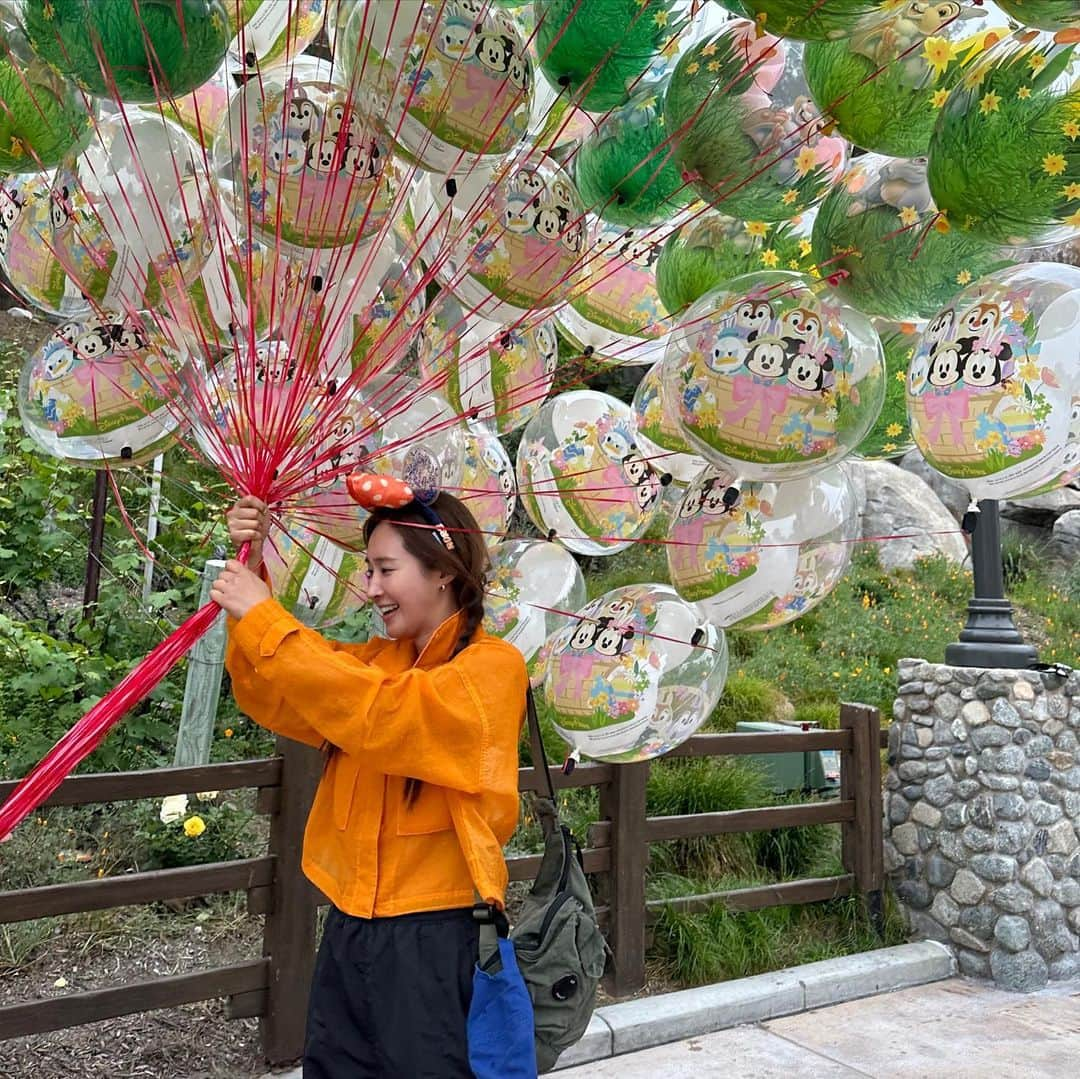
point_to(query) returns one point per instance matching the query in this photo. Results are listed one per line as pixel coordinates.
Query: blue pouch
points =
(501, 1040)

·····

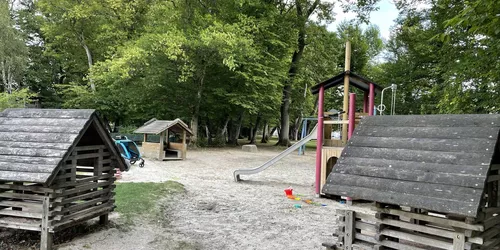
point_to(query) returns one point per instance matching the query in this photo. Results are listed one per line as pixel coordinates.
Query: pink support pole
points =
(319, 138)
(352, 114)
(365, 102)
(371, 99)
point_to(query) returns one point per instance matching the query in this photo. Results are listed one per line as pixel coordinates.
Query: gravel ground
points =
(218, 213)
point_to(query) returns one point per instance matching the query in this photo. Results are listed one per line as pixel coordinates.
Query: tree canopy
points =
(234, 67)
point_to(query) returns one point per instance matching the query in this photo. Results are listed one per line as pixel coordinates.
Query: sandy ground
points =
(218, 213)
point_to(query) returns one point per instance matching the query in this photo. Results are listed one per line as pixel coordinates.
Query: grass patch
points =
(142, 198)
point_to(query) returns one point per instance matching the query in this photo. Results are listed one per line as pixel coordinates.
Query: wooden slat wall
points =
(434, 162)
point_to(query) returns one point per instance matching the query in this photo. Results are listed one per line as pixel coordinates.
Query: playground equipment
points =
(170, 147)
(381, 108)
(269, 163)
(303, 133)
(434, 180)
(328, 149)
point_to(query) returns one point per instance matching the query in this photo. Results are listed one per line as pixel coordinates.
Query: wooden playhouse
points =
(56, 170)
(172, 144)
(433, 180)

·····

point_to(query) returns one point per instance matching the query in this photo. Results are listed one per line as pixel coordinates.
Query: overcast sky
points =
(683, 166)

·····

*TO DO:* I need every line of the material that includes "wooden", so please copy them out.

*RESULT OF THE EXERCISE:*
Query: wooden slat wall
Query: wooden playhouse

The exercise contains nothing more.